Excerpts of location labeling data —
****

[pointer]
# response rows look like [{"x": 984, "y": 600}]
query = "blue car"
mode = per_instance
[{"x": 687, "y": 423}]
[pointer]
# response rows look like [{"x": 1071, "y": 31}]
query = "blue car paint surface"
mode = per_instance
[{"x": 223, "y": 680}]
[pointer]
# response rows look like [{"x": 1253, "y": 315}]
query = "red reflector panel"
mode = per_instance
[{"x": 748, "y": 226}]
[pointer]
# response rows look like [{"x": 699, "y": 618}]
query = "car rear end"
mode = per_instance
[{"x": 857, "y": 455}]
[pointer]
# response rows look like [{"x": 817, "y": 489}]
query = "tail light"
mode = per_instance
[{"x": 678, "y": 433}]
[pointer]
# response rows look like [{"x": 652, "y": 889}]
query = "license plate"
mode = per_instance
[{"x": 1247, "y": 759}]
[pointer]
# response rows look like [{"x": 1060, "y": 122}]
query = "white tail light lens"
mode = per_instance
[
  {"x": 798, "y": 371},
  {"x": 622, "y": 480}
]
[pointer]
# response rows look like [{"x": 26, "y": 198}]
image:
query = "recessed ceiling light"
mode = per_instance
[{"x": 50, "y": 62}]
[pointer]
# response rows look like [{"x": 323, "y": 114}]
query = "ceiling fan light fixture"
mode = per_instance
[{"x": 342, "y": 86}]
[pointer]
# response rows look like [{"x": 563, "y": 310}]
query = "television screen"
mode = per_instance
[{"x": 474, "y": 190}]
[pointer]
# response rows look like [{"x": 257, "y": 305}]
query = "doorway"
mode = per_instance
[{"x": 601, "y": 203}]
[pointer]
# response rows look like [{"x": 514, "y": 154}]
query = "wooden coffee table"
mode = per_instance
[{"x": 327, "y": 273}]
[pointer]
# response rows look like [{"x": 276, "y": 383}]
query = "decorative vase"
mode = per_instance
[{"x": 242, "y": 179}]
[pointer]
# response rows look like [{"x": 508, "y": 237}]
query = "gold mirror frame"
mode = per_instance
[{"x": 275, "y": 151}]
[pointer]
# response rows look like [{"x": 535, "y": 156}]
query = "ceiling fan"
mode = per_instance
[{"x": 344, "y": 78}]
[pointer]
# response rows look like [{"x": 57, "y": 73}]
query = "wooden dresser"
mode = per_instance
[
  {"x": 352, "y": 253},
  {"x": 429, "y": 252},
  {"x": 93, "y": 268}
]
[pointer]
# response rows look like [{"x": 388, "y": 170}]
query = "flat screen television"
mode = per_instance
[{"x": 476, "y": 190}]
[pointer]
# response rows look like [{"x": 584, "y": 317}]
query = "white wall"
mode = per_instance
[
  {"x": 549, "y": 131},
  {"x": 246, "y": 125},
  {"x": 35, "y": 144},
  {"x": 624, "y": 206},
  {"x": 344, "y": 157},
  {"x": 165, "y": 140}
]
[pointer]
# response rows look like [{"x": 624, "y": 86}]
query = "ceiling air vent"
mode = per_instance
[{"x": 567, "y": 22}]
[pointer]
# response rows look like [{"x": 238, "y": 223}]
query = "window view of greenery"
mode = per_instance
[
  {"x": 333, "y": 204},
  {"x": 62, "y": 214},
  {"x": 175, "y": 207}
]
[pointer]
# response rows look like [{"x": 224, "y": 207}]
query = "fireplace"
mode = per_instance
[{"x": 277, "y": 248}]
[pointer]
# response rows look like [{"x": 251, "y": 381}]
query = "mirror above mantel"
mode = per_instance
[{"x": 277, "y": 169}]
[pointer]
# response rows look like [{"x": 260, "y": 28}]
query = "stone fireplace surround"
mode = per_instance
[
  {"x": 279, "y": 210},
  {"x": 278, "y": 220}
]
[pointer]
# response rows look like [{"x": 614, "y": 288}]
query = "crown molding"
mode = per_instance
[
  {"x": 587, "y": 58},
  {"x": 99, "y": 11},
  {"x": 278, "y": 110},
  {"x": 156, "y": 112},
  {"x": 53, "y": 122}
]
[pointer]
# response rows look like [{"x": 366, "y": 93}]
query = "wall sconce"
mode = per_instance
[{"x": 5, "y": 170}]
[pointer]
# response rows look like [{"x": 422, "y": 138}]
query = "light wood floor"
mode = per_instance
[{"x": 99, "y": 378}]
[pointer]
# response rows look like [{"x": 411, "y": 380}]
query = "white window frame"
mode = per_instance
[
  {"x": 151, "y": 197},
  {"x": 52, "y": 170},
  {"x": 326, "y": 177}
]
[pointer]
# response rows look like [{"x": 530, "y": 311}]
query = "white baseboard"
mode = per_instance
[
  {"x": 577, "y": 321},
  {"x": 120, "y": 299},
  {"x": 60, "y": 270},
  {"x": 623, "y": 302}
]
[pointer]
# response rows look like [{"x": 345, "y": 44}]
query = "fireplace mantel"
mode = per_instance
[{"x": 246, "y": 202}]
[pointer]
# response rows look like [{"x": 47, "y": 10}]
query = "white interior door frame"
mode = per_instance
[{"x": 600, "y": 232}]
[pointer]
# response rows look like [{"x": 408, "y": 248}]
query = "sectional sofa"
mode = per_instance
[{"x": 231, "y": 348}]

****

Your objective — Set down every line of the listing above again, exactly as given.

Result for this exercise —
[pointer]
# response rows look like [{"x": 984, "y": 600}]
query = "blue car"
mode = per_instance
[{"x": 687, "y": 423}]
[pointer]
# response rows look like [{"x": 1071, "y": 31}]
query = "blue car paint surface"
mode = per_instance
[{"x": 223, "y": 680}]
[pointer]
# response rows look like [{"x": 1253, "y": 315}]
query = "red reflector panel"
mode = per_instance
[{"x": 748, "y": 226}]
[pointer]
# response rows look like [{"x": 699, "y": 618}]
query = "car rear end"
mode = per_instance
[{"x": 857, "y": 455}]
[pointer]
# response rows look like [{"x": 817, "y": 489}]
query = "tail light"
mode = per_instance
[{"x": 678, "y": 433}]
[pointer]
# response rows look like [{"x": 652, "y": 889}]
query = "license plate"
mode = per_instance
[{"x": 1247, "y": 759}]
[pointer]
# response rows look like [{"x": 1060, "y": 122}]
query = "white tail light lens"
mode = per_instance
[
  {"x": 798, "y": 371},
  {"x": 622, "y": 480}
]
[pointer]
# response rows look like [{"x": 26, "y": 198}]
image:
query = "recessed ceiling light"
mode = per_instance
[{"x": 50, "y": 62}]
[pointer]
# response rows look like [{"x": 323, "y": 114}]
query = "ceiling fan light fixture"
mode = per_instance
[{"x": 342, "y": 86}]
[pointer]
# response rows look like [{"x": 563, "y": 310}]
query = "television screen"
mode = per_instance
[{"x": 474, "y": 190}]
[pointer]
# response rows look like [{"x": 257, "y": 305}]
query = "doorway"
mode = per_instance
[{"x": 601, "y": 203}]
[pointer]
# response rows look like [{"x": 514, "y": 154}]
query = "wooden coffee table"
mode = per_instance
[{"x": 327, "y": 273}]
[pointer]
# response rows look like [{"x": 276, "y": 383}]
query = "decorative vase"
mode = per_instance
[{"x": 242, "y": 179}]
[pointer]
# response rows look like [{"x": 508, "y": 237}]
query = "gold mirror frame"
mode = per_instance
[{"x": 275, "y": 151}]
[pointer]
# response rows look like [{"x": 535, "y": 156}]
query = "ceiling fan"
mode = per_instance
[{"x": 344, "y": 78}]
[pointer]
# response rows look like [{"x": 57, "y": 73}]
query = "wooden dresser"
mode = per_instance
[
  {"x": 352, "y": 253},
  {"x": 429, "y": 252},
  {"x": 93, "y": 268}
]
[pointer]
# response rows look like [{"x": 388, "y": 170}]
query = "flat screen television"
mode = per_instance
[{"x": 476, "y": 190}]
[pointer]
# response rows look like [{"x": 584, "y": 317}]
query = "white wall"
mode = per_instance
[
  {"x": 549, "y": 131},
  {"x": 246, "y": 125},
  {"x": 35, "y": 144},
  {"x": 624, "y": 206},
  {"x": 344, "y": 157},
  {"x": 165, "y": 140}
]
[pointer]
# response rows look like [{"x": 624, "y": 86}]
query = "ceiling air vent"
mode = per_instance
[{"x": 567, "y": 22}]
[pointer]
# response rows look like [{"x": 238, "y": 223}]
query = "window view of greenery"
mode = per_instance
[
  {"x": 333, "y": 204},
  {"x": 62, "y": 214},
  {"x": 175, "y": 207}
]
[pointer]
# response rows look like [{"x": 224, "y": 207}]
query = "fireplace"
mode = per_instance
[{"x": 277, "y": 248}]
[pointer]
# response rows look like [{"x": 251, "y": 381}]
query = "mirror above mantel"
mode = per_instance
[{"x": 277, "y": 169}]
[pointer]
# response rows look like [{"x": 260, "y": 28}]
query = "stone fireplace surround"
mode = per_instance
[
  {"x": 279, "y": 210},
  {"x": 278, "y": 220}
]
[pointer]
# response rows look like [{"x": 614, "y": 288}]
query = "crown molding"
mode = per_instance
[
  {"x": 587, "y": 58},
  {"x": 99, "y": 11},
  {"x": 278, "y": 110},
  {"x": 156, "y": 112},
  {"x": 53, "y": 122}
]
[pointer]
# response rows look like [{"x": 366, "y": 93}]
query = "wall sconce"
mode = per_instance
[{"x": 5, "y": 170}]
[pointer]
# response rows look like [{"x": 422, "y": 138}]
query = "light wood floor"
mode = per_instance
[{"x": 99, "y": 378}]
[pointer]
# response rows look like [{"x": 411, "y": 380}]
query = "white window frame"
mode = per_instance
[
  {"x": 151, "y": 197},
  {"x": 52, "y": 170},
  {"x": 326, "y": 177}
]
[pointer]
# response rows look like [{"x": 530, "y": 311}]
query = "white baseboard"
mode = per_instance
[
  {"x": 577, "y": 321},
  {"x": 120, "y": 299},
  {"x": 60, "y": 270},
  {"x": 623, "y": 302}
]
[pointer]
# response rows look like [{"x": 345, "y": 44}]
query = "fireplace mantel"
mode = per_instance
[{"x": 246, "y": 202}]
[pointer]
# response rows look like [{"x": 47, "y": 10}]
query = "white interior door frame"
mode = per_instance
[{"x": 600, "y": 232}]
[pointer]
# response rows look like [{"x": 408, "y": 248}]
query = "sectional sofa"
mode = per_instance
[{"x": 231, "y": 348}]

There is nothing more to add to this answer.